EXERCISE PROMPT.
Return every line in the records below that contains the string "front".

(Excerpts from bounding box data)

====================

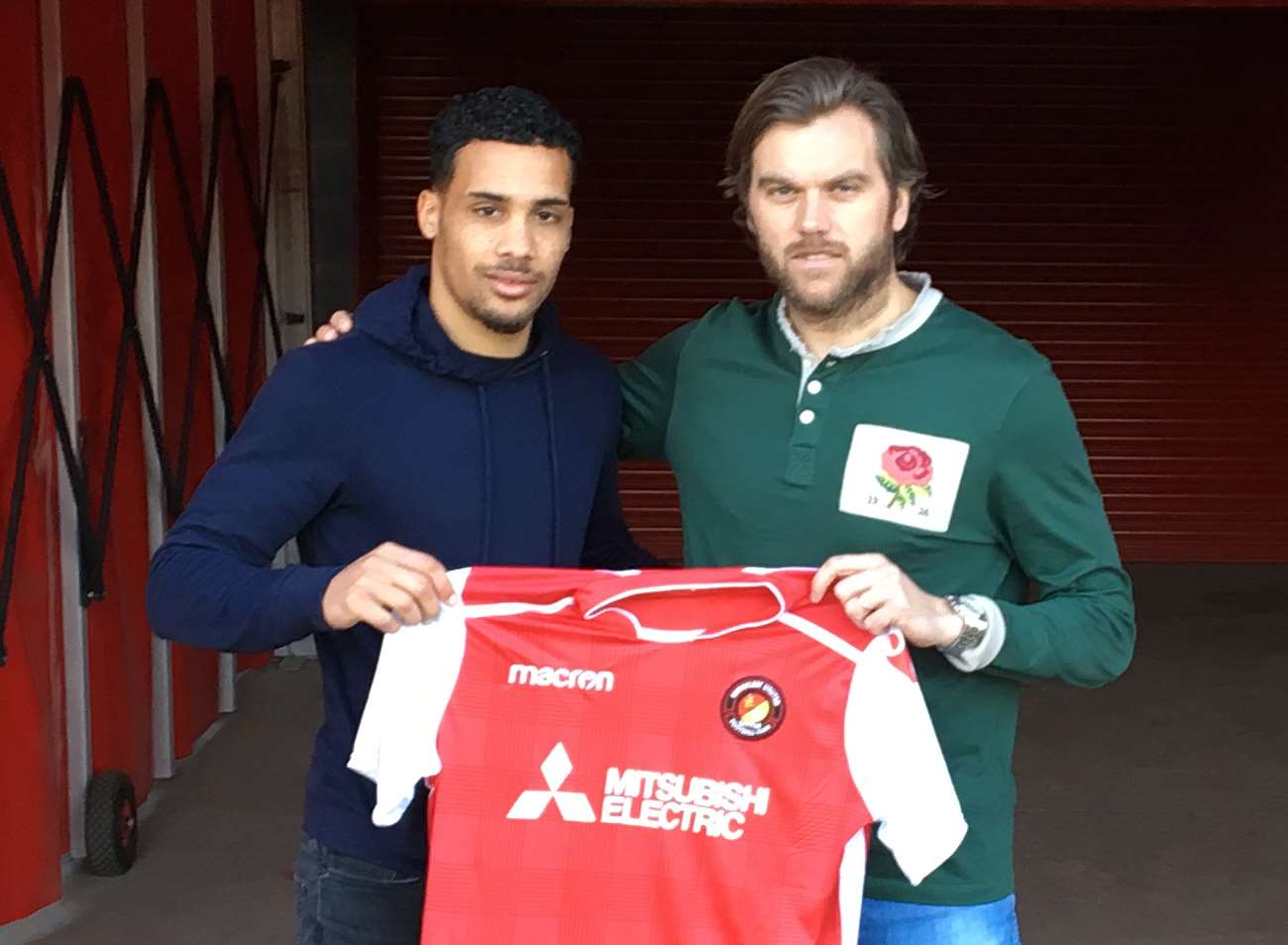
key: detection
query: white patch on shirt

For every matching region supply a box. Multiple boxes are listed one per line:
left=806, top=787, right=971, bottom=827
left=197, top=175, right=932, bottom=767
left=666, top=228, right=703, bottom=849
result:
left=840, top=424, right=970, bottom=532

====================

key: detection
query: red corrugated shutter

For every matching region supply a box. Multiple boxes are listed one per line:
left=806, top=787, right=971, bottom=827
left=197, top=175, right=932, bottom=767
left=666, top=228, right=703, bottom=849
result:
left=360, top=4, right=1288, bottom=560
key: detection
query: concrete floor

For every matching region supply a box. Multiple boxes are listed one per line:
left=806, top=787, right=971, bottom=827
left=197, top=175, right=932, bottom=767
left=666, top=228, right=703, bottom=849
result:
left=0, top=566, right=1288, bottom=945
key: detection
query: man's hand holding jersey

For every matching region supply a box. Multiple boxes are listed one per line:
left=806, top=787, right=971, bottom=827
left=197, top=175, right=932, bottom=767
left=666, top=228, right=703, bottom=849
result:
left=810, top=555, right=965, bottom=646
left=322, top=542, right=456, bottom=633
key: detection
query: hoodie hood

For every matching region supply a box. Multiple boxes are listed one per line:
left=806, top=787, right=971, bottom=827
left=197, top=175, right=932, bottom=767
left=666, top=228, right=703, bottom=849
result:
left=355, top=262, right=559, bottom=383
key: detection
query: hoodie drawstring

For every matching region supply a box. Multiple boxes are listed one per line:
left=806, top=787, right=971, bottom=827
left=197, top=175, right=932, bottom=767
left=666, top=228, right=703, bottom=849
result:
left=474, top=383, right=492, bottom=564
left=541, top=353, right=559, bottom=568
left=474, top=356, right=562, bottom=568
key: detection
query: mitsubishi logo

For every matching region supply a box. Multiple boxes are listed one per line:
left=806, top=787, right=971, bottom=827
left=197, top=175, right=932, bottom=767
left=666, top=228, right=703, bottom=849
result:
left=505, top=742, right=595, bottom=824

====================

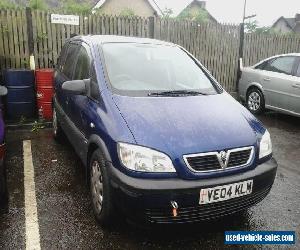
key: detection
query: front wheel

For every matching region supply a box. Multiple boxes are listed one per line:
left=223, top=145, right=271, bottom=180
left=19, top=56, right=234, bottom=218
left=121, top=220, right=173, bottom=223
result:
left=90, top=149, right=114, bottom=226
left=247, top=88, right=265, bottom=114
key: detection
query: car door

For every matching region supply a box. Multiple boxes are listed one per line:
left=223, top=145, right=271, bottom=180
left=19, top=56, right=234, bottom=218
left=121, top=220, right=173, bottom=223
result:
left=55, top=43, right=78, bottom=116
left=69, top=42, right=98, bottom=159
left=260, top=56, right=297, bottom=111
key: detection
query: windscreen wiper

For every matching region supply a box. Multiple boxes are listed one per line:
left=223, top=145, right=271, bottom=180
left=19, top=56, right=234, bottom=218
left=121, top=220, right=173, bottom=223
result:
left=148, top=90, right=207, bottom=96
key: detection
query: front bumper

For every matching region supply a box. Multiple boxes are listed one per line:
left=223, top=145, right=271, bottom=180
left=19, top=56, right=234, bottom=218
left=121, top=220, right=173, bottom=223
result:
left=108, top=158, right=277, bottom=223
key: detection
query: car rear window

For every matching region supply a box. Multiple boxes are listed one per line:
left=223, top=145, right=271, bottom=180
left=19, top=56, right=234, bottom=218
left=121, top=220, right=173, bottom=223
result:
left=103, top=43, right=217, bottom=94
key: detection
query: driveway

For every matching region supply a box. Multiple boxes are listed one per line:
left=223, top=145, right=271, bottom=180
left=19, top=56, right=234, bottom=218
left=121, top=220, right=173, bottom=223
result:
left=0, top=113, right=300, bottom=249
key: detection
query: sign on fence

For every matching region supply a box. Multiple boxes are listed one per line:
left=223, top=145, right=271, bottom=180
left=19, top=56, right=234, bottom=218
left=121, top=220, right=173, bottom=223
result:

====================

SOLUTION FOR THIS TASK.
query: front wheel
query: front bumper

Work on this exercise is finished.